------ Extrait
Réjouissante drôlerie

Tu mérites un amour déploie un fabuleux talent d’observation braqué sur une pléiade de personnages masculins, dragueur, timide, esthète, libertin, chérubin, et c’est évidemment à travers cette succession de rencontres que Lila va cheminer vers une forme d’oubli et d’estime de soi – la clé pour, sinon faire taire la souffrance, l’amender un peu. Mais il ne faudrait pas oublier que ce film est drôle, scandé de scènes d’une réjouissante tendresse lors de réunions amicales sous la couette (avec le génial acteur débutant Djanis Bouzyani en confident peste) ou de rendez-vous Tinder peu concluants.

Influence “Kéchichienne”
------------
Objectif 1
Relevez tous les types de personnages masculins que mentionne l'extrait.
Objectif 2
Répondez brièvement aux questions suivantes à partir de l'extrait :
(a) Quel acteur est qualifié de « génial acteur débutant » ?
(b) Vers quoi Lila chemine-t-elle au fil des rencontres ?
(c) Quels rendez-vous sont décrits comme « peu concluants » ?
Objectif 3
D'après l'extrait, pourquoi le cheminement de Lila vers l'oubli et l'estime de soi est-il important ? Répondez en une à trois phrases.
------ Données affichées
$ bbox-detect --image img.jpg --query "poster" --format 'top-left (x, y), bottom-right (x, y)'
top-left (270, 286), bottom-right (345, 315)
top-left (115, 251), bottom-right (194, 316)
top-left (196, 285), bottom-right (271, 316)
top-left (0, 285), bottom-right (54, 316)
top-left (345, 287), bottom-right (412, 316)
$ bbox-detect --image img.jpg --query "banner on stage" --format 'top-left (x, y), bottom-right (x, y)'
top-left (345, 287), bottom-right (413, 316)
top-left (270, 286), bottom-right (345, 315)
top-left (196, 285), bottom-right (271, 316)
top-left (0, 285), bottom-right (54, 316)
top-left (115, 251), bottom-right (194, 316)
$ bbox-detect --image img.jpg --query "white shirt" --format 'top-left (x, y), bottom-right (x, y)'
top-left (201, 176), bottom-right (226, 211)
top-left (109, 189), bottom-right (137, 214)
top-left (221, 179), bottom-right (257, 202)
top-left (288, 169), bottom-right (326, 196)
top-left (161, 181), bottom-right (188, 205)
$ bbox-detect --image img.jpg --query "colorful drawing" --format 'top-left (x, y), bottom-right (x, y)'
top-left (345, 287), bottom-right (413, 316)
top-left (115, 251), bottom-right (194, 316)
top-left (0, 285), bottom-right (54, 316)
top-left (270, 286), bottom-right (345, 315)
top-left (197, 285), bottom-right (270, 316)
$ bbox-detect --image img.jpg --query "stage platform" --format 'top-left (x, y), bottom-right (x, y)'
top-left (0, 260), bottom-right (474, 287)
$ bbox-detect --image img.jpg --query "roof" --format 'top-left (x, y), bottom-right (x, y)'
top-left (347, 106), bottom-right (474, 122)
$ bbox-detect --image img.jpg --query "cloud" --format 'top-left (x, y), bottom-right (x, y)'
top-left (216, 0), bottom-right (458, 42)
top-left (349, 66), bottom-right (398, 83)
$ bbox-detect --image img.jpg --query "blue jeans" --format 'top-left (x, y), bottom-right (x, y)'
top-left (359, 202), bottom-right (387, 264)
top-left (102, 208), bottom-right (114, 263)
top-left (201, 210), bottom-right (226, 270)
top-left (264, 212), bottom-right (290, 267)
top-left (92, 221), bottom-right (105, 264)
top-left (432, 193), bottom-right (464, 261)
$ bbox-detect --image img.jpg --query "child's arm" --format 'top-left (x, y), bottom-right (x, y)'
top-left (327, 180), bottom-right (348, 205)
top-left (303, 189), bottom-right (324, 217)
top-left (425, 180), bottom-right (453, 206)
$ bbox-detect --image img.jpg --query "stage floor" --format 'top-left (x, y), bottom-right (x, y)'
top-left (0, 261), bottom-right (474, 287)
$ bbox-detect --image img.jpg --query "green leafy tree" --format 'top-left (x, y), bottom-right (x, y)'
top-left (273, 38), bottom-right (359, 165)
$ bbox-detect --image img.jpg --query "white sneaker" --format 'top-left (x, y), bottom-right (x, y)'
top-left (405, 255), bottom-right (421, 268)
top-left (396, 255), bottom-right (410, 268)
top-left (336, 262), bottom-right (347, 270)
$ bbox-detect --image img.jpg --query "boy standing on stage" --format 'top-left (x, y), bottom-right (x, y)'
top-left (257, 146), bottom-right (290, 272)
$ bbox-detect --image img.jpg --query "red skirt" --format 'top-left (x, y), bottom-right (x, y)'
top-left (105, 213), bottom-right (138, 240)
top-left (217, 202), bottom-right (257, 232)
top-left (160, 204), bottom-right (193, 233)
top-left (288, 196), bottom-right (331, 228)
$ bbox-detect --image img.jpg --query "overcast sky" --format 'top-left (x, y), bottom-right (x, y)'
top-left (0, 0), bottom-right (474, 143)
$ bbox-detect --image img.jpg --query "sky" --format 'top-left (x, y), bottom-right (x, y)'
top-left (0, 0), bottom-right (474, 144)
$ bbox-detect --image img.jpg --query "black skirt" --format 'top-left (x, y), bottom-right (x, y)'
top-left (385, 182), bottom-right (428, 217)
------------
Résultat attendu 1
dragueur, timide, esthète, libertin, chérubin

Résultat attendu 2
(a) Djanis Bouzyani
(b) Vers une forme d'oubli et d'estime de soi
(c) Des rendez-vous Tinder

Résultat attendu 3
Ce cheminement constitue la clé pour, sinon faire taire la souffrance, l'amender un peu.